Work request:
Lines to restate from the data below: from the one containing "box: [430, 241, 469, 275]" to the one containing "276L281 267L222 265L204", both included. Give them again exactly, and only them.

Task input:
★ ★ ★ ★ ★
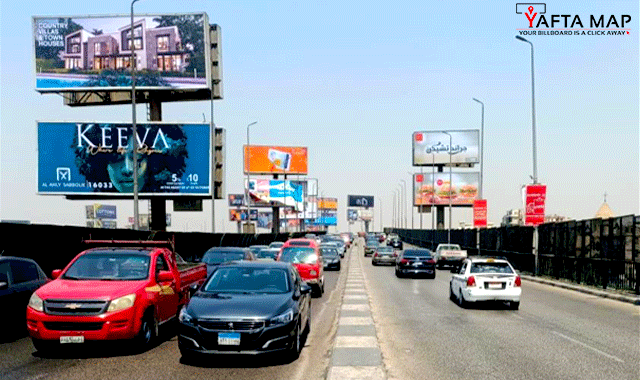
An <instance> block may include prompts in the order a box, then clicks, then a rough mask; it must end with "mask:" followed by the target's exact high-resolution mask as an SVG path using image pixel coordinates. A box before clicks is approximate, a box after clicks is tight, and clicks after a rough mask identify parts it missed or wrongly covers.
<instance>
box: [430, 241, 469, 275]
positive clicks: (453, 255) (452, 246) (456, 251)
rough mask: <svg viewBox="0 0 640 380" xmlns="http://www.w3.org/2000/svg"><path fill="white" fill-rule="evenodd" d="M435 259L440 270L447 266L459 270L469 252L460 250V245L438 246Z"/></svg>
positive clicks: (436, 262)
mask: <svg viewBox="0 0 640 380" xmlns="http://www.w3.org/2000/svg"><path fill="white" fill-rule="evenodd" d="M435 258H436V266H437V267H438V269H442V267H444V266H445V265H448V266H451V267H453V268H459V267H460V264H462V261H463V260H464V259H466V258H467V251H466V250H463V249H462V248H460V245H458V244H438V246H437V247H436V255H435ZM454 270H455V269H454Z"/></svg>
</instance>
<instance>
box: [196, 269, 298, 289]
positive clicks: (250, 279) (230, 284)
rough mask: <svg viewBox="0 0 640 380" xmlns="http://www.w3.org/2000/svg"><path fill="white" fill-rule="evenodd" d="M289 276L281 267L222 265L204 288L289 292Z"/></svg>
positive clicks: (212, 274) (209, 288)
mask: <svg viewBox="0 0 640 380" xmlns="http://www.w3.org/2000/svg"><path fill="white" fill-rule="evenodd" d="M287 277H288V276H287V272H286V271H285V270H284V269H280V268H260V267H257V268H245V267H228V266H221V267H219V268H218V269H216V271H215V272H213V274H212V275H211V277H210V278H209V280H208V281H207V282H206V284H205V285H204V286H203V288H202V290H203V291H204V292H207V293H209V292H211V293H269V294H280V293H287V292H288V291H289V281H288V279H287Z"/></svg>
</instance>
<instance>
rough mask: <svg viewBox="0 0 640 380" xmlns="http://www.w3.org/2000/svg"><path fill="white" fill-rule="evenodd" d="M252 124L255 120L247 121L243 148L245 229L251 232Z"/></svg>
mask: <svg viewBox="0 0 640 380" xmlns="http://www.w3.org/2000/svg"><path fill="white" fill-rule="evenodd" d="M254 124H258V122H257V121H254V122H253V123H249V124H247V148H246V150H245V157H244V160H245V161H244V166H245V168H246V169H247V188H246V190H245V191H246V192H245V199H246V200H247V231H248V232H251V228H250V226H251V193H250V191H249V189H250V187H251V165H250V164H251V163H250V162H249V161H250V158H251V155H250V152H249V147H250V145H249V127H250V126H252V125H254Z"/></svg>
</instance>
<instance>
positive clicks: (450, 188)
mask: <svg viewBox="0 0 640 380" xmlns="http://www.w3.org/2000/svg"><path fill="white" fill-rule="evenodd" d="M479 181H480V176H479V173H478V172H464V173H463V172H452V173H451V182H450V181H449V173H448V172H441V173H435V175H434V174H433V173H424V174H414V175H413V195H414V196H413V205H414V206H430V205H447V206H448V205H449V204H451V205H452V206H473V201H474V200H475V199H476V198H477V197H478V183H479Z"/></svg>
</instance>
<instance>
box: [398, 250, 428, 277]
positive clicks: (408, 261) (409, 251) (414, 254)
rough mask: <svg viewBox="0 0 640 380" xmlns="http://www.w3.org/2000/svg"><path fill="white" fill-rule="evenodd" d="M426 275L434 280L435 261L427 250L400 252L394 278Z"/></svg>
★ ★ ★ ★ ★
Response to this task:
box: [430, 241, 469, 275]
positive clicks: (453, 255) (452, 246) (456, 251)
rough mask: <svg viewBox="0 0 640 380" xmlns="http://www.w3.org/2000/svg"><path fill="white" fill-rule="evenodd" d="M435 259L440 270L447 266L459 270L469 252L460 250V245L438 246Z"/></svg>
positive clicks: (436, 262)
mask: <svg viewBox="0 0 640 380" xmlns="http://www.w3.org/2000/svg"><path fill="white" fill-rule="evenodd" d="M435 258H436V266H437V267H438V269H442V267H444V266H445V265H448V266H451V267H453V268H459V267H460V264H462V261H463V260H464V259H466V258H467V251H466V250H463V249H462V248H460V245H458V244H438V246H437V247H436V255H435ZM454 270H455V269H454Z"/></svg>
</instance>
<instance>
box: [196, 269, 298, 289]
positive clicks: (250, 279) (230, 284)
rough mask: <svg viewBox="0 0 640 380" xmlns="http://www.w3.org/2000/svg"><path fill="white" fill-rule="evenodd" d="M289 276L281 267L222 265L204 288L289 292Z"/></svg>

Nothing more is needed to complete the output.